• [SOURCE PASSAGE]:
● ● ●

Half Six Fix

Symphony No 1

Serge Rachmaninoff

Wednesday 25 February 2026, 6.30pm

Serge Rachmaninoff

Born: Novgorod region, Russia, 1873
Died: Beverly Hills, USA, 1943

A 20th-century composer with 19th-century sensibilities, Rachmaninoff was historically dismissed as a composer of hearton-sleeve melodies (‘artificial and gushing’, said one critic) and derided for his reluctance to shift from Romanticism to modernism. Ironically, the popularity that his Piano Concerto No 2 won after it was used to underscore forbidden love in David Lean’s 1945 film Brief Encounter went some way to damaging his reputation.

Rachmaninoff led a dual career as pianist and composer. He graduated from the Moscow Conservatory with his first opera, Aleko, and also took to conducting. The three-year compositional silence resulting from the disastrous premiere of his First Symphony in 1897 was overcome by hypnosis.

● ● ●

• [STORED DATA]:
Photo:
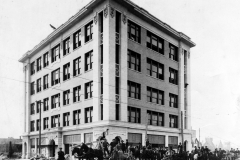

● ● ●

• [REQUIREMENT 1]:
In the Rachmaninoff note, reproduce the passage word for word, beginning at the words "Born: Novgorod region, Russia, 1873" and stopping after "damaging his reputation.".
• [REQUIREMENT 2]:
Using the Rachmaninoff note, mark each statement yes or no, and quote the words that decide it: (a) Rachmaninoff was born in Beverly Hills. (b) His First Symphony had its premiere in 1897. (c) Aleko was his first opera.

• [TASK RESULT 1]:
Born: Novgorod region, Russia, 1873
Died: Beverly Hills, USA, 1943

A 20th-century composer with 19th-century sensibilities, Rachmaninoff was historically dismissed as a composer of hearton-sleeve melodies (‘artificial and gushing’, said one critic) and derided for his reluctance to shift from Romanticism to modernism. Ironically, the popularity that his Piano Concerto No 2 won after it was used to underscore forbidden love in David Lean’s 1945 film Brief Encounter went some way to damaging his reputation.

• [TASK RESULT 2]:
(a) No: "Born: Novgorod region, Russia, 1873"
(b) Yes: "the disastrous premiere of his First Symphony in 1897"
(c) Yes: "He graduated from the Moscow Conservatory with his first opera, Aleko"